THE REQUEST
Edit the lines below from the line with "Target: plastic chair" through the end of the records, swapping "marker" for "pin" and changing nothing else. Leave the pictures out of your answer.

DATA LINES
-=-=-

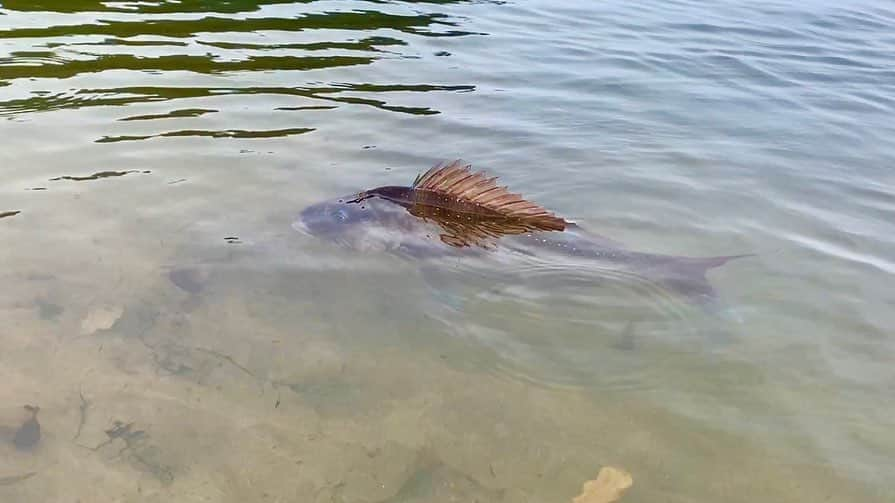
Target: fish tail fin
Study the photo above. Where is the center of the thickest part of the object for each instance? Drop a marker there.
(687, 276)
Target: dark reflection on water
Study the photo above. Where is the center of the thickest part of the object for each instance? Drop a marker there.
(60, 52)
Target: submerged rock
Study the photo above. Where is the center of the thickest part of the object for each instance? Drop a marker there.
(609, 486)
(28, 435)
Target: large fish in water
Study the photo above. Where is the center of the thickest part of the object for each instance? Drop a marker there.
(453, 211)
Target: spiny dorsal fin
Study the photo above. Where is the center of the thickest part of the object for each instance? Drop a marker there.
(455, 179)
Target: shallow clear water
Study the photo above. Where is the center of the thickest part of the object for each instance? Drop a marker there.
(278, 367)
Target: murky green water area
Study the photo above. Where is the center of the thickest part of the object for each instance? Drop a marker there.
(184, 343)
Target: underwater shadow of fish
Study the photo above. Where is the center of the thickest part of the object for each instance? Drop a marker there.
(471, 215)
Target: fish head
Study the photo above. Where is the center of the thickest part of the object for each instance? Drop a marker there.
(331, 218)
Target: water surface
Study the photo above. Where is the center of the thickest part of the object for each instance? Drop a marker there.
(151, 141)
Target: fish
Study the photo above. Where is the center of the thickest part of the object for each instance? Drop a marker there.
(452, 211)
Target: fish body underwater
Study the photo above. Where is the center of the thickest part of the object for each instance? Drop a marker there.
(451, 211)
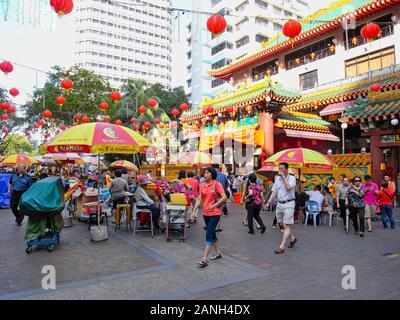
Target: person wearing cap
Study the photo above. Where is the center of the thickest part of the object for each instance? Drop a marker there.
(143, 201)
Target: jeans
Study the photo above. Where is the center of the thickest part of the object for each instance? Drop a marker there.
(356, 213)
(254, 212)
(14, 201)
(387, 212)
(211, 223)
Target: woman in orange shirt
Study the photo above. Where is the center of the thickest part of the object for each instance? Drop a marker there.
(212, 196)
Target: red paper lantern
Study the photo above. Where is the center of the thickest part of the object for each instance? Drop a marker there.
(67, 84)
(14, 92)
(62, 7)
(184, 107)
(216, 24)
(47, 114)
(60, 100)
(370, 31)
(6, 67)
(142, 109)
(104, 106)
(292, 28)
(12, 109)
(5, 106)
(115, 96)
(147, 125)
(375, 87)
(152, 102)
(175, 112)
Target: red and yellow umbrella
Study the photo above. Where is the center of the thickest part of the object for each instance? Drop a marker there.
(300, 158)
(124, 164)
(17, 159)
(197, 157)
(97, 138)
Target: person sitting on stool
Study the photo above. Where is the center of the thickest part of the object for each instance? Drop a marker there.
(143, 201)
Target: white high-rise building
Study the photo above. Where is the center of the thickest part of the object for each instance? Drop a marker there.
(125, 39)
(250, 23)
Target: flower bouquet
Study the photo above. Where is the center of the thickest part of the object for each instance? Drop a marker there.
(174, 187)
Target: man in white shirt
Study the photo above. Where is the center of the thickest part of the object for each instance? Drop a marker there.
(284, 190)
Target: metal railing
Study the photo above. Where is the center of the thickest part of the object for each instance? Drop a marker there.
(359, 40)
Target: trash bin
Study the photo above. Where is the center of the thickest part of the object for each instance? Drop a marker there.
(237, 196)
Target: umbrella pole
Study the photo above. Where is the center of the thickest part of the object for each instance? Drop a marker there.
(98, 191)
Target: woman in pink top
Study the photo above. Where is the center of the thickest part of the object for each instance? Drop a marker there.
(212, 196)
(195, 188)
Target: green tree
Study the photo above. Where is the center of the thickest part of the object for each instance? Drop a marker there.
(88, 92)
(15, 143)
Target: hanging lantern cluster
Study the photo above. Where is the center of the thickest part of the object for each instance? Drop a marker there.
(6, 67)
(370, 31)
(62, 7)
(291, 29)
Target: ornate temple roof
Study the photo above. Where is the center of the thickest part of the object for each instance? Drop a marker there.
(322, 22)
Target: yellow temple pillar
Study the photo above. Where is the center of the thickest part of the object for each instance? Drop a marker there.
(267, 125)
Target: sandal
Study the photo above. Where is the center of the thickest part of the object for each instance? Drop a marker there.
(218, 256)
(202, 263)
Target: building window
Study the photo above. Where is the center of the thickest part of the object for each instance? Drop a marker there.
(370, 62)
(260, 38)
(262, 4)
(220, 47)
(242, 6)
(308, 80)
(217, 82)
(242, 42)
(277, 27)
(354, 38)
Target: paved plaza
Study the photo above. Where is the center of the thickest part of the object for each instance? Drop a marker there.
(127, 267)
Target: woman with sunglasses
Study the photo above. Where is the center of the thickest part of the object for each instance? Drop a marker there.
(212, 196)
(357, 206)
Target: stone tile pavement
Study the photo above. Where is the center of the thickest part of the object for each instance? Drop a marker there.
(127, 267)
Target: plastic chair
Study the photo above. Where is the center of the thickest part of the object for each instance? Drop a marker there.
(138, 228)
(312, 208)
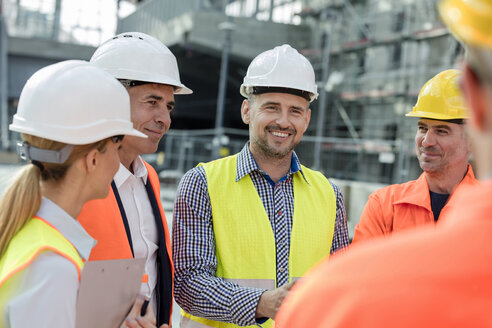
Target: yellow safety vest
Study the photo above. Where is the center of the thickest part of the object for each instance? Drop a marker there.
(35, 237)
(245, 245)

-=-=-

TASK SOLUTION
Target: plastic chair
Study the photo above. Where is the center of the thickest part of the object for each instance? Drop a pin there.
(138, 228)
(312, 208)
Target: yellow safety vest
Study the photo above. Where is the center of the thickest part of the object for each instance? Drop a pin there.
(35, 237)
(245, 245)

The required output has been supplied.